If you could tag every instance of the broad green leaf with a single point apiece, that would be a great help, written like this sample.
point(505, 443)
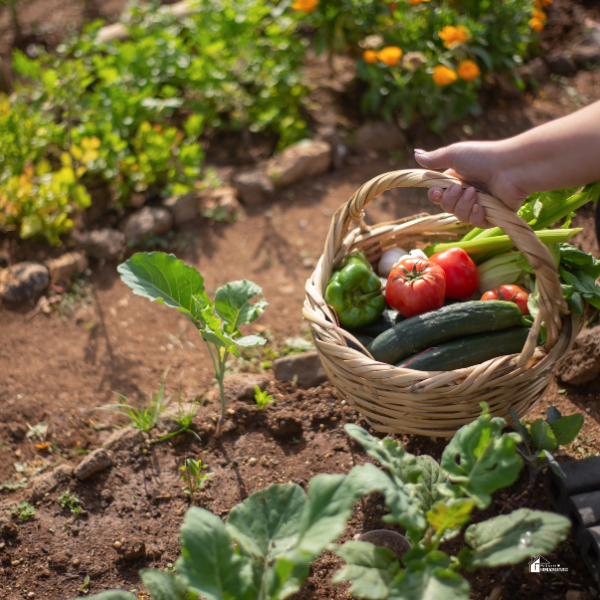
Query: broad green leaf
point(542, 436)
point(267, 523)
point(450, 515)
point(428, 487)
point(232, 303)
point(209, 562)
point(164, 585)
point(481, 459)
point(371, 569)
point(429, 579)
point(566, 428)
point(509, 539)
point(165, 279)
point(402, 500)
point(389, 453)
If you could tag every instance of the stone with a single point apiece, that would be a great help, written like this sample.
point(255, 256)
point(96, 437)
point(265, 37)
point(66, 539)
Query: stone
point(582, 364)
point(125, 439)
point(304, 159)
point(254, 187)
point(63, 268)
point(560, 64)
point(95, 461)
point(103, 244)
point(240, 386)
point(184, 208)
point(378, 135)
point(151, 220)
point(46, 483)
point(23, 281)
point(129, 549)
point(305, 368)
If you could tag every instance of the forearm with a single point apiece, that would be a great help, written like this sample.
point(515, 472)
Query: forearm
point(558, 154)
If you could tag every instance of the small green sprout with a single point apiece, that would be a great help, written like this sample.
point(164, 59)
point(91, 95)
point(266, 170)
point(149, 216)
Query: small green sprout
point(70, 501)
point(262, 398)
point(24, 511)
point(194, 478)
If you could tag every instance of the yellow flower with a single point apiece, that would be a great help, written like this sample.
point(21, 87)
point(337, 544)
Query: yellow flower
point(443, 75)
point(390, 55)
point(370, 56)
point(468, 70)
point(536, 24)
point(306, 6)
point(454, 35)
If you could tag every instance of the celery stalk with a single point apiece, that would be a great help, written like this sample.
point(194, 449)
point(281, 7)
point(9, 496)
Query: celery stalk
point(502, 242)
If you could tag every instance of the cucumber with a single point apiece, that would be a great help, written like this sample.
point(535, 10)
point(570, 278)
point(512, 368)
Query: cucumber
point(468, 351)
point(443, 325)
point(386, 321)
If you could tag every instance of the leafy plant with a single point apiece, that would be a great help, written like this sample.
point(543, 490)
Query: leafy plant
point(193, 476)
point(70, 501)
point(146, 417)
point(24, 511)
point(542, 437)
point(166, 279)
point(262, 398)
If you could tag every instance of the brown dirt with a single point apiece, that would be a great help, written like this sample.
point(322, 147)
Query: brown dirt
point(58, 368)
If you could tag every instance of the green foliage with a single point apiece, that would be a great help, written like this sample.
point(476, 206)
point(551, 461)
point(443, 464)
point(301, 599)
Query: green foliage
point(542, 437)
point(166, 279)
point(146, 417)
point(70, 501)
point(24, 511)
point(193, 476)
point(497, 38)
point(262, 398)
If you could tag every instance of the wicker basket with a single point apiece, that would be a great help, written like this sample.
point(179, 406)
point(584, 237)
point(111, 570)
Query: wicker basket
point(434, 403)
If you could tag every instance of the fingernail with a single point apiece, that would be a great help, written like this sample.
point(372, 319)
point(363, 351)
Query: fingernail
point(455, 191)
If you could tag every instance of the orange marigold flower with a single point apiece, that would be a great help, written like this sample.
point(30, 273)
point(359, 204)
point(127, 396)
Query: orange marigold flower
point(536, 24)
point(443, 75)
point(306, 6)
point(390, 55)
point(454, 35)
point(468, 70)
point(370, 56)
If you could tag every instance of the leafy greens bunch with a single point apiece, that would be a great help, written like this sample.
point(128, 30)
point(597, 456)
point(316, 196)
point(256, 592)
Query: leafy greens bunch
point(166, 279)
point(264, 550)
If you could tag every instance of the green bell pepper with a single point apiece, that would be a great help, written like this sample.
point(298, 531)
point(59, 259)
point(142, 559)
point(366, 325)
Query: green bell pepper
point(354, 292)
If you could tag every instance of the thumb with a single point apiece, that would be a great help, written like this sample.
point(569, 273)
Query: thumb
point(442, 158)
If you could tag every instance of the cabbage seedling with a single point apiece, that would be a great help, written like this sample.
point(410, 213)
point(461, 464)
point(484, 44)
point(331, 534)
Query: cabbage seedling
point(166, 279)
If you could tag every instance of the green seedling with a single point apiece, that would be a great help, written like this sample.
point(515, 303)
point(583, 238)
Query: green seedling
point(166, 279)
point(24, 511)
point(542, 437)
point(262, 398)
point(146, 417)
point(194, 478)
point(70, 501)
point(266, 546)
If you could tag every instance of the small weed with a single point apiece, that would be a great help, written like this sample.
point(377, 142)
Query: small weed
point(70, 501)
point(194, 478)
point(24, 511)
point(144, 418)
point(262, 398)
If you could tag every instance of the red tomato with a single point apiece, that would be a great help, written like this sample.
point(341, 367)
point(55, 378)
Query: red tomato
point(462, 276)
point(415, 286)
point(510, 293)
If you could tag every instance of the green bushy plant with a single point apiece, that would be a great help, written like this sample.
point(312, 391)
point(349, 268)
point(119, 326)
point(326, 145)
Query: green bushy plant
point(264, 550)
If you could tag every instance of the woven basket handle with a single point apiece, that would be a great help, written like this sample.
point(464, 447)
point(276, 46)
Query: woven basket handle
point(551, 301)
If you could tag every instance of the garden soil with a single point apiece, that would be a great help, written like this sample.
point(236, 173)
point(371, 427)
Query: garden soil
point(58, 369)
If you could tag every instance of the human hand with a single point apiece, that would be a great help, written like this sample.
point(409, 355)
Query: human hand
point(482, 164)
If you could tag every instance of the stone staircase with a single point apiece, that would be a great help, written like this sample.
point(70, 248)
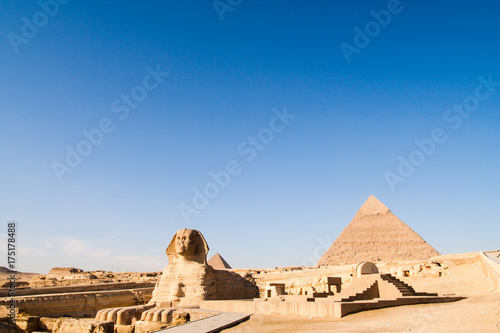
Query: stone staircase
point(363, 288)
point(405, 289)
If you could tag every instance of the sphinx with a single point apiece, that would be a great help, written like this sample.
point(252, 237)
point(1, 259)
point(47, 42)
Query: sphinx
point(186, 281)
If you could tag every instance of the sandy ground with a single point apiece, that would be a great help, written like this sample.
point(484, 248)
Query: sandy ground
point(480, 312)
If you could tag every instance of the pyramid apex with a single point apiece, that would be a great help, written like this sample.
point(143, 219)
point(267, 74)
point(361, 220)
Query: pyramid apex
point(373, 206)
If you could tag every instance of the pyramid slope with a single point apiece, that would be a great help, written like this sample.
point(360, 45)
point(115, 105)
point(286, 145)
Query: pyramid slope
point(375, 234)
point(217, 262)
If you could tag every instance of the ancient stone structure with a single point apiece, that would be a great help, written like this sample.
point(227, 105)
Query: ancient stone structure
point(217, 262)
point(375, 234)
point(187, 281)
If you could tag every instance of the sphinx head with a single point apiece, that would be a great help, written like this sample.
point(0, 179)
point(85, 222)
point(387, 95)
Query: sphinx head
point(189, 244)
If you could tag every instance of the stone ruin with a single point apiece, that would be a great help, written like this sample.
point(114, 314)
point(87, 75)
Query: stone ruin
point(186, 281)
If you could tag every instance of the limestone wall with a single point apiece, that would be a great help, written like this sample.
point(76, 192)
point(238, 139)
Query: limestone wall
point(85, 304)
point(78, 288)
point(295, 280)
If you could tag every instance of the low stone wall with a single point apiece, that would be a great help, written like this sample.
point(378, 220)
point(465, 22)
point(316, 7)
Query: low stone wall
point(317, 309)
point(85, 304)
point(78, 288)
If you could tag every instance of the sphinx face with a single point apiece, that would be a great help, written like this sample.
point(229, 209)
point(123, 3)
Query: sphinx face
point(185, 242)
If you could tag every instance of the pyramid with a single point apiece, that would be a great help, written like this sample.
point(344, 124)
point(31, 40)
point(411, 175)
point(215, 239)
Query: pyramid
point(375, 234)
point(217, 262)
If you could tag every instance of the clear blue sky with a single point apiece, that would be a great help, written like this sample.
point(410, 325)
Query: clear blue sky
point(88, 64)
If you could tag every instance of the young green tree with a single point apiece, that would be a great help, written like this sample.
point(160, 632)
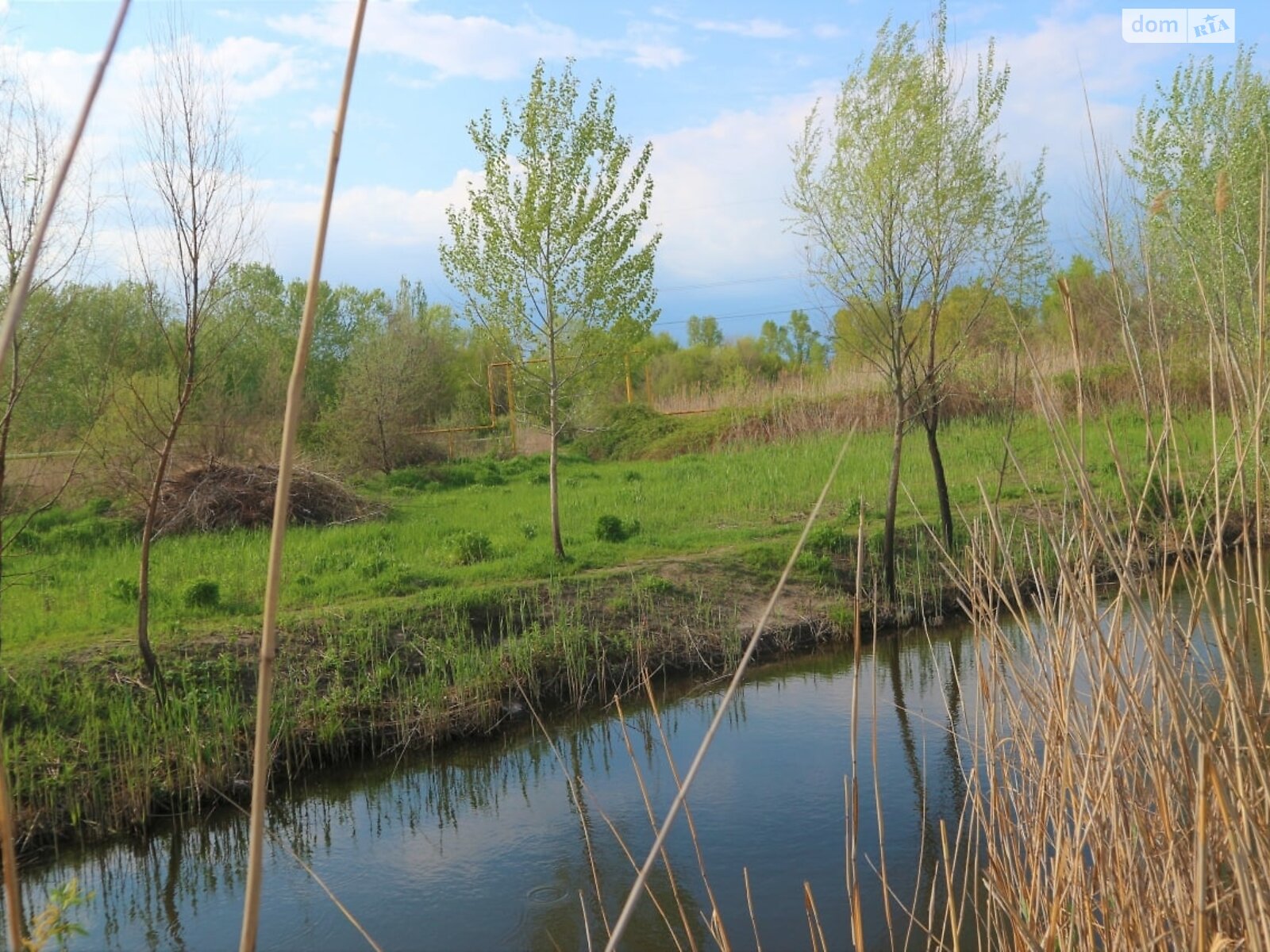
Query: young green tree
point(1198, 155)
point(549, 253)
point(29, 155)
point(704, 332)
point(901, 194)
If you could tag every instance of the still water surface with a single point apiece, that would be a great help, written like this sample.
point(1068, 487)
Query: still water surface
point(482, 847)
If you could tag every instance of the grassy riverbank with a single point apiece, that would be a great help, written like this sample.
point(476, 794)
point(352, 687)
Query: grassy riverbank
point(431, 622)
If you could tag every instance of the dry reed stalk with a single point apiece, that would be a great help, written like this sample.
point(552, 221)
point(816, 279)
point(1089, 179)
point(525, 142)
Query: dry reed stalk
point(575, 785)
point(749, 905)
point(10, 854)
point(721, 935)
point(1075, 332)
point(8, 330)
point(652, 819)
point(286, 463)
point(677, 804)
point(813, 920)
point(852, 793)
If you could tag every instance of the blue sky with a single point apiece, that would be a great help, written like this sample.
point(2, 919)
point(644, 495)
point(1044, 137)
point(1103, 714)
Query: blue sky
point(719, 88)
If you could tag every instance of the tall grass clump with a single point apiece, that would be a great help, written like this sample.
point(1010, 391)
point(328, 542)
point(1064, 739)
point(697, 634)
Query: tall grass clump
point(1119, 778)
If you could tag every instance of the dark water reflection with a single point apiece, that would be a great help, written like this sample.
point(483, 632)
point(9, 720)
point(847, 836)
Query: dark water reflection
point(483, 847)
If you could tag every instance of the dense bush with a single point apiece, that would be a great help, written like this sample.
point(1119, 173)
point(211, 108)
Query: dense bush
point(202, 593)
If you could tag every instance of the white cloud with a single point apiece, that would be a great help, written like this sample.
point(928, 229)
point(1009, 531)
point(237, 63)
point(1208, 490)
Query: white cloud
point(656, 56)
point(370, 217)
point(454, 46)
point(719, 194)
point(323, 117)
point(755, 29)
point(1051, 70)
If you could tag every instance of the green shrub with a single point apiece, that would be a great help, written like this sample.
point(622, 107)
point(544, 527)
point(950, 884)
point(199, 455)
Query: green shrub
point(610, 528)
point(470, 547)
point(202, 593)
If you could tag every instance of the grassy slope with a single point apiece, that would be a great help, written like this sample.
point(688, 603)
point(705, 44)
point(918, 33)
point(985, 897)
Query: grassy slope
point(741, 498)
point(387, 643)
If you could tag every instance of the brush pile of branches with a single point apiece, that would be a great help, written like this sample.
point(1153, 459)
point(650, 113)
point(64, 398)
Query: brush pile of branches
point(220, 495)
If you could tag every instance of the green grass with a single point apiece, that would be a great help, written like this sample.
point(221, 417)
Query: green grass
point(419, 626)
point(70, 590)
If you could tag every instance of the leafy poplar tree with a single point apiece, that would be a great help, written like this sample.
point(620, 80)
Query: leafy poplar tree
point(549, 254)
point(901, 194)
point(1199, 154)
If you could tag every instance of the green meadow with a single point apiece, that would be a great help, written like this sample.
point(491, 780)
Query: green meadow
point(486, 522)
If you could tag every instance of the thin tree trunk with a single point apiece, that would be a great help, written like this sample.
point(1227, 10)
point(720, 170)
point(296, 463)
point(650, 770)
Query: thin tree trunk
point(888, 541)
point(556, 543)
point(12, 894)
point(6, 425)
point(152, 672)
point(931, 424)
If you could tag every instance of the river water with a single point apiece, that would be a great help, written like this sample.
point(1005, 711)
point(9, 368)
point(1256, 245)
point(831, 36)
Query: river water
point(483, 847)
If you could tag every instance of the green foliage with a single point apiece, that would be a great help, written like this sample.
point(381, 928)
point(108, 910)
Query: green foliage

•••••

### LO QUE SE PIDE
Copia tal cual las líneas de los registros desde la que contiene "If you could tag every instance of the leafy plant" hasta la que contiene "point(58, 368)", ambas incluidas.

### RESPUESTA
If you could tag every instance of the leafy plant with a single point apiece, that would be a great help, written like this sample.
point(543, 490)
Query: leafy plant
point(193, 476)
point(70, 501)
point(146, 417)
point(24, 511)
point(542, 437)
point(166, 279)
point(262, 398)
If you could tag every instance of the brown dirt with a single point apiece, that would be a great help, written like this sample.
point(322, 147)
Query: brown dirt
point(58, 368)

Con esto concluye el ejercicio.